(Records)

= = = = = = =

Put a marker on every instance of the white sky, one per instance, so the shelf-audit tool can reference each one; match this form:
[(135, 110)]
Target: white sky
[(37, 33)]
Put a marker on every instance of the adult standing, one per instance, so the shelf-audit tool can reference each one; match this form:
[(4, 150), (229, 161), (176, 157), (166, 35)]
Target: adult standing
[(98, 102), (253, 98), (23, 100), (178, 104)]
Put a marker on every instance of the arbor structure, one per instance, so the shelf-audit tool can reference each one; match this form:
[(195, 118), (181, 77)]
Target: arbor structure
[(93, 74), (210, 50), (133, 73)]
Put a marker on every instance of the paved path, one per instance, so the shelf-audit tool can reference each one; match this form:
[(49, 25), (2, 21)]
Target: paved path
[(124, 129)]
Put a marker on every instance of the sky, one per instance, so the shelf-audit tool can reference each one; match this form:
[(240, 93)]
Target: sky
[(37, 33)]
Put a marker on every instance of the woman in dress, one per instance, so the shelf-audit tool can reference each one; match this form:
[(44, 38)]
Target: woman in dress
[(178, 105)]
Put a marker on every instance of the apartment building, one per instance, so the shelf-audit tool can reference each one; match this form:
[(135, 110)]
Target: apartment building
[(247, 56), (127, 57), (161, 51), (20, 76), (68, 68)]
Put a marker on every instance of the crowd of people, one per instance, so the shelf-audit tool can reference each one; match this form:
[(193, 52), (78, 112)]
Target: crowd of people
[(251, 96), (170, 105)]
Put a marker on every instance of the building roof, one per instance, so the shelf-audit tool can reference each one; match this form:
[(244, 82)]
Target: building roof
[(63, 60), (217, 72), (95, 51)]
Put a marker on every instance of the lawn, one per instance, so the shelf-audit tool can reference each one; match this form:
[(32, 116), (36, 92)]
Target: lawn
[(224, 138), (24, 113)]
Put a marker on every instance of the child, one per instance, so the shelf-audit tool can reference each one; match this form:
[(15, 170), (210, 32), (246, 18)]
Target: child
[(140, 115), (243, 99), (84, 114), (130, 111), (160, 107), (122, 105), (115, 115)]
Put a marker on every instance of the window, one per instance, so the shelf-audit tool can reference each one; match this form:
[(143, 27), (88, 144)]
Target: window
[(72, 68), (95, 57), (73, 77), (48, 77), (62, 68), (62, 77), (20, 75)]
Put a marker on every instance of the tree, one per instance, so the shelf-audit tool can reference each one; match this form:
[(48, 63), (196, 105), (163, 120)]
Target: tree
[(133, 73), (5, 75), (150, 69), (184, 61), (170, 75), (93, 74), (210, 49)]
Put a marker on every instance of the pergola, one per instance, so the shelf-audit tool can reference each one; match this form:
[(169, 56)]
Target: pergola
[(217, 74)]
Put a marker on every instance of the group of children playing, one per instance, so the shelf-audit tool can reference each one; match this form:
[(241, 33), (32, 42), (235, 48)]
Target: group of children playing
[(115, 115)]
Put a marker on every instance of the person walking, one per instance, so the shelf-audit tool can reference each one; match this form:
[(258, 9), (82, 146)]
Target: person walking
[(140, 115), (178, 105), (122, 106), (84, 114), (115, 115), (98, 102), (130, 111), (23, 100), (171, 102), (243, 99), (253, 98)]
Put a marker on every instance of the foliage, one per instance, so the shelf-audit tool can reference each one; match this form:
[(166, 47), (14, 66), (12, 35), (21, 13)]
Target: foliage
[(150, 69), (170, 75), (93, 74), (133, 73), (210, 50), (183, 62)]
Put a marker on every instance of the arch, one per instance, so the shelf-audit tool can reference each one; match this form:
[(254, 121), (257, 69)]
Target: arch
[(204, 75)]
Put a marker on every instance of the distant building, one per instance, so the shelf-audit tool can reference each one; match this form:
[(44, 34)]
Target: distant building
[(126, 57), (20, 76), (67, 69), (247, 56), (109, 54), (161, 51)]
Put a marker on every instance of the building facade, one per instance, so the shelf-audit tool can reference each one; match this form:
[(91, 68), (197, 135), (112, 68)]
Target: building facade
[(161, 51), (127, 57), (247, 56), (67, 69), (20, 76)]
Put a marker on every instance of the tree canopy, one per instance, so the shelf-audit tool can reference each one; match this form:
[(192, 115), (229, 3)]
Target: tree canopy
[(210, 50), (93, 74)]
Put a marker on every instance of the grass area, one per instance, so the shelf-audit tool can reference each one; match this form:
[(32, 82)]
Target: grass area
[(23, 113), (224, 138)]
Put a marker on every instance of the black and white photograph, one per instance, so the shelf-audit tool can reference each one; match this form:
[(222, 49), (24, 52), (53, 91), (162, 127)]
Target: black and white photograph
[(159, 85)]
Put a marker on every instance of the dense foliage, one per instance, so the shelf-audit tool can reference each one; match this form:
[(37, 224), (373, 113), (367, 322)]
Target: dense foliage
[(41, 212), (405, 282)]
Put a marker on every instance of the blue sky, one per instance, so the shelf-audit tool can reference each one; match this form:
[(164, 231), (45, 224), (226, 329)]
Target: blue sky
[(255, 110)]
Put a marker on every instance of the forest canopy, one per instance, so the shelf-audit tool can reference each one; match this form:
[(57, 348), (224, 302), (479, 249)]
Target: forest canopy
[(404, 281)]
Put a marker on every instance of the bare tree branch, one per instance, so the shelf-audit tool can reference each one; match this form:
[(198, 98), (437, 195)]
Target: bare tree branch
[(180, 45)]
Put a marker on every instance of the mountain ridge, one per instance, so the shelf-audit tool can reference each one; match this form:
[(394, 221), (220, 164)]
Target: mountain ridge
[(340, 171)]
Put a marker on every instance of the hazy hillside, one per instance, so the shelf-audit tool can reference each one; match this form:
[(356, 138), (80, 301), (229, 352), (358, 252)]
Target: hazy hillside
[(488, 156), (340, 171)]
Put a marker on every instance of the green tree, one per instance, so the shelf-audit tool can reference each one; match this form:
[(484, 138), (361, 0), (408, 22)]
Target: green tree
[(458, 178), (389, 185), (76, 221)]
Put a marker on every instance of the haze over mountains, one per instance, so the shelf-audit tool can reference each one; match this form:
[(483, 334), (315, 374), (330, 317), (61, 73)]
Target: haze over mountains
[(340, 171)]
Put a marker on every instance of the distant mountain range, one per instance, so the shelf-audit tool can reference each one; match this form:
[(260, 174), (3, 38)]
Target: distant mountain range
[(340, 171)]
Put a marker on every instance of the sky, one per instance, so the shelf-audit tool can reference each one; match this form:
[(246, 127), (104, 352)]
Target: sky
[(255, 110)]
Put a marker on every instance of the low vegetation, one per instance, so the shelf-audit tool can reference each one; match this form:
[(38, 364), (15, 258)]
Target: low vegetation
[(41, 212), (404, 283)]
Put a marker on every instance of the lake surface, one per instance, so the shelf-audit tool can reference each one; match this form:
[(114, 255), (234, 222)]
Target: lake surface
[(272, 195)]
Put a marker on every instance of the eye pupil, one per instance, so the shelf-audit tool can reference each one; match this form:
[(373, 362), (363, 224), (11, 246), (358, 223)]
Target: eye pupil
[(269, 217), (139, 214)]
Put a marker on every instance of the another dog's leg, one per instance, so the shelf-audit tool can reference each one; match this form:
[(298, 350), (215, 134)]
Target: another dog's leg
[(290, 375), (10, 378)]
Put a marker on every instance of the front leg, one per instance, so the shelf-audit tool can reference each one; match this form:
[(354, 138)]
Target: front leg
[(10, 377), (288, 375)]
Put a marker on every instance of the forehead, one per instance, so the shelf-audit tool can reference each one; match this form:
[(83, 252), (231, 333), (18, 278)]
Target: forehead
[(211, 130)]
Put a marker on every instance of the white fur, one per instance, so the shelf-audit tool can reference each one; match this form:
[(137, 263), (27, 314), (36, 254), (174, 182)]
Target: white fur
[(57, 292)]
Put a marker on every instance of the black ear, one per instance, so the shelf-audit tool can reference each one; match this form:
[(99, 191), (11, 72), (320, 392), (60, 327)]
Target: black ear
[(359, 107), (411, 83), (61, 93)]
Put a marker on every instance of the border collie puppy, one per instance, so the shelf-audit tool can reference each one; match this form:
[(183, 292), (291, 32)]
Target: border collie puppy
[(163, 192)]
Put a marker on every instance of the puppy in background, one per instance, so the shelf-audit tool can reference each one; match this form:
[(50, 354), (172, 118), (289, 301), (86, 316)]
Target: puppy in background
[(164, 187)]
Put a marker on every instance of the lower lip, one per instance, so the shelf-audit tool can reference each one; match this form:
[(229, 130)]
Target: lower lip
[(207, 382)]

= = = = = = =

◆ PROBLEM DESCRIPTION
Convert the records from the line containing "Put a marker on every instance of the eye" through the line containing "[(10, 377), (288, 375)]" into a JSON list of strings, with one string for each line and blank lines omitted.

◆ RESPONSE BELOW
[
  "Put a marker on every instance of the eye pupil, one per instance, so the shelf-audit tool can reference each one; match this form:",
  "[(373, 362), (363, 224), (11, 246), (358, 223)]",
  "Target: eye pupil",
  "[(269, 217), (139, 214)]",
  "Put a marker on every instance of the another dog's leg, one per instance, so the shelf-audit tool can reference each one; match this form:",
  "[(298, 350), (215, 134)]",
  "Target: another dog's leg",
  "[(290, 375), (10, 378)]",
  "Put a marker on every instance of the front leg, one per instance, so the shelf-audit tool can reference each one; match this form:",
  "[(354, 138)]",
  "Target: front leg",
  "[(10, 377), (288, 375)]"
]